**DOCUMENT TEXT**
···
Spot the difference - how do you know if LLMs deliver?
The 5 sentence summary in 3 sentences.

Spot the difference - how do you know if LLMs deliver?

#GenAI is so easy to access and use. Many adopt the “shut up and take my money and data” approach to get some new efficiencies from these tools.

But how do you know if #LLMs are doing a good job? Especially with open-ended NLP tasks such as summarization that - by nature - may have ambiguous outcomes??

You can adopt various strategies:

  1. the traditional 2 pairs of eyes,
  2. machine first with human check,
  3. human first with machine verification, or…
  4. why not let one machine check another?

Here goes my little case study on summarization with GenAI and some clear takeaways.

The topmost outcome: Essentially, LLMs are far from replacing the human element in mission-critical tasks that have no single, easily verifiable answer.

Looking forward to your success stories (and failures) in the comments!

The AI summarization experiment

Working with #DuetAI in Google Docs, I asked it to summarize a 1-page document. The first, 3-sentence result was not bad for a brief gist. The custom prompt of “Create a 5 sentence summary” didn’t help either: it resulted in the same 3 sentences (see the screenshot above).

So I used the 'Elaborate' function to get a longer summary. To my surprise, the elaboration was relevant and on-point, but completely made up (i.e., none of the additions were part of the original document). So Duet AI didn’t ‘remember’ that the 3 sentences came from a summary it just created, but creatively (?) added new content.

Lucky for me (or, rather, by design ??) I used a 1-pager for the experiment, so that I could easily check whether the summary and its elaboration were up to my requirements - and they weren’t quite.
···
(Dataset listing)

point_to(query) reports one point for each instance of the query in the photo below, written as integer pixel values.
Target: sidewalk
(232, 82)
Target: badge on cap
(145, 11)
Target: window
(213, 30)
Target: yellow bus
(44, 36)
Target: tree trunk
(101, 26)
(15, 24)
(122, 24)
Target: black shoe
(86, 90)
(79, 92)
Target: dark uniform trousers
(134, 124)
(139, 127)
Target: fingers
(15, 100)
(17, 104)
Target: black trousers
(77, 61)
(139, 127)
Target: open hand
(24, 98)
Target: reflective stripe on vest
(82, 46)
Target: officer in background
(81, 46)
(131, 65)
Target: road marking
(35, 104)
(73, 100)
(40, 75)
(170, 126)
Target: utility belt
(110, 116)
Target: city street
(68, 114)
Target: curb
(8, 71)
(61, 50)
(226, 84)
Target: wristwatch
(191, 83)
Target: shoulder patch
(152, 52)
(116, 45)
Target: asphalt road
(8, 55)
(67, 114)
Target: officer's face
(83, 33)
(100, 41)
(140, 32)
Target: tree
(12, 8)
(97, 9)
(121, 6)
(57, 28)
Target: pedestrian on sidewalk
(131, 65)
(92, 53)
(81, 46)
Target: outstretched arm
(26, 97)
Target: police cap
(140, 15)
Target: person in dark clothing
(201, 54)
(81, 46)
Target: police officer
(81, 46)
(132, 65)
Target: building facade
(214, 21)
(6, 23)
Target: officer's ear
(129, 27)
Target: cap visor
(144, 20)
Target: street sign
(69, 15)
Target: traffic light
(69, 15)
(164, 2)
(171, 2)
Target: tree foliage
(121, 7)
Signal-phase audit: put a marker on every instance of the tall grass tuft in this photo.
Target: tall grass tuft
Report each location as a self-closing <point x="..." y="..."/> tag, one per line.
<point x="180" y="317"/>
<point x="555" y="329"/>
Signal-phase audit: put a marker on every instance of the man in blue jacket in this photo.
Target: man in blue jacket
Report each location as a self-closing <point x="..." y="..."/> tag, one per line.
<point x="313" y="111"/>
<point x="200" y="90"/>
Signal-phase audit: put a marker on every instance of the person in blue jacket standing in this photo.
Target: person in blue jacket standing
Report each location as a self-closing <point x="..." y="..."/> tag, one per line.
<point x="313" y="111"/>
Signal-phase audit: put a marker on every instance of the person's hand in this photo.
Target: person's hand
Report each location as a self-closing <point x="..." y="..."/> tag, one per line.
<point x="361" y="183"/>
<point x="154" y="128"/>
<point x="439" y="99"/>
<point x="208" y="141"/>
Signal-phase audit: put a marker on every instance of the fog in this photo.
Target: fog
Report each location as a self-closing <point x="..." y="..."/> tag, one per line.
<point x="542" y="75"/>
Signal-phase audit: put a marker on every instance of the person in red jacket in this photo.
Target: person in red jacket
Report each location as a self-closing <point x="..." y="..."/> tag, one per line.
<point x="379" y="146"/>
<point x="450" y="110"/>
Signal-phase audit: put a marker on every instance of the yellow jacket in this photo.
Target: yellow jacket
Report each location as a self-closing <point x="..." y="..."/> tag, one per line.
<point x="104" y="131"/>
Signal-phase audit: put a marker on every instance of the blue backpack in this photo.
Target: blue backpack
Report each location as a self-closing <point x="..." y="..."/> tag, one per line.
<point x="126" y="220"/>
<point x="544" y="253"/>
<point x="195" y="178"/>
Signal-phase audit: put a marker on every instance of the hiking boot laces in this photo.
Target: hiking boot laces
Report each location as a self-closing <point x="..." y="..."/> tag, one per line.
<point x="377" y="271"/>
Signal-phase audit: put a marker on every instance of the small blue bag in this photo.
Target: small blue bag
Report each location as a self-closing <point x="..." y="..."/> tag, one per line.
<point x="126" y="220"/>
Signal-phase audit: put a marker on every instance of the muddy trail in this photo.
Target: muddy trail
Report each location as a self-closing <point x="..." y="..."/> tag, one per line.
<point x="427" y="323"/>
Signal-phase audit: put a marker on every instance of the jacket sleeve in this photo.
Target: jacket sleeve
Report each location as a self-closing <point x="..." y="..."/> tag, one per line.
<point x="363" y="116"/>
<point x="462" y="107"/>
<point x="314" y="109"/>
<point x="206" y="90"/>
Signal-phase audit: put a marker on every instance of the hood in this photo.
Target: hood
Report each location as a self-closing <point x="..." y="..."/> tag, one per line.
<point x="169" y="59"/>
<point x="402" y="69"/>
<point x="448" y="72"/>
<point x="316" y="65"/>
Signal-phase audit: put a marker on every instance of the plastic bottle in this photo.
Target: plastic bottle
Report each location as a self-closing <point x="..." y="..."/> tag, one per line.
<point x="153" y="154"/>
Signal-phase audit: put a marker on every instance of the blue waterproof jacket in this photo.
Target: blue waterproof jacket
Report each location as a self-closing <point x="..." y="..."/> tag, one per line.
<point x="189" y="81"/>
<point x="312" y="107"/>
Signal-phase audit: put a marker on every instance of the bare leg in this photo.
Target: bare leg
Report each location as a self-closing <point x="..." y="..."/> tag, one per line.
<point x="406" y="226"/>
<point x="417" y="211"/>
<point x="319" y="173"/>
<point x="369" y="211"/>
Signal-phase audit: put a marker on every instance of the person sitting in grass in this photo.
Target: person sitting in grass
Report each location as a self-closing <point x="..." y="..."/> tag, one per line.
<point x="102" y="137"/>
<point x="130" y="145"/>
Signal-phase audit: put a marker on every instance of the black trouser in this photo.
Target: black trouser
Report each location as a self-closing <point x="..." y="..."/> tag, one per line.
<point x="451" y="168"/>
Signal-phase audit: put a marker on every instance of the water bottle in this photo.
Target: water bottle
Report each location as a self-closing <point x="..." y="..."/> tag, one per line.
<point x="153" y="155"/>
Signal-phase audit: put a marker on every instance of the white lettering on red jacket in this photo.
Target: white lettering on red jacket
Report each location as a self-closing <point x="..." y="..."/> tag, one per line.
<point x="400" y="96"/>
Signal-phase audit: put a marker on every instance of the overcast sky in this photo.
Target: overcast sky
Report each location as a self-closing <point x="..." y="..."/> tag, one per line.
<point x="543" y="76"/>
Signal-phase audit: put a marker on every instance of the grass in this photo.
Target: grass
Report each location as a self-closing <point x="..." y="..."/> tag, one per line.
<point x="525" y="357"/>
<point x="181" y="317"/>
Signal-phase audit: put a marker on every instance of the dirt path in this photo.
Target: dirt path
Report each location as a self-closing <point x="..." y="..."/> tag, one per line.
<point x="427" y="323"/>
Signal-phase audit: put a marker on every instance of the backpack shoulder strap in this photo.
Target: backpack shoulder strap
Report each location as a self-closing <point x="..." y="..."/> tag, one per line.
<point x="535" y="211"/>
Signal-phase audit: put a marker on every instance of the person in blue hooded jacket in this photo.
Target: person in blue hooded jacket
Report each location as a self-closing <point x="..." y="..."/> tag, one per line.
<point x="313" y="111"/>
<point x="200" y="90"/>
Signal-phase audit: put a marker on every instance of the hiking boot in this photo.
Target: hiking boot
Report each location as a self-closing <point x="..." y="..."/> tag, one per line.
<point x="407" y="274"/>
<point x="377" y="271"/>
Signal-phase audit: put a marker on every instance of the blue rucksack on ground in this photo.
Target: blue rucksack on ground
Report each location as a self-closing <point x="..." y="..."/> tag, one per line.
···
**TASK PROMPT**
In the post on LLM summarization, retype the passage between "But how do you" and "some clear takeaways.", inclusive. The listing comes from a source separate from the post on LLM summarization.

**SOLUTION**
But how do you know if #LLMs are doing a good job? Especially with open-ended NLP tasks such as summarization that - by nature - may have ambiguous outcomes??

You can adopt various strategies:

  1. the traditional 2 pairs of eyes,
  2. machine first with human check,
  3. human first with machine verification, or…
  4. why not let one machine check another?

Here goes my little case study on summarization with GenAI and some clear takeaways.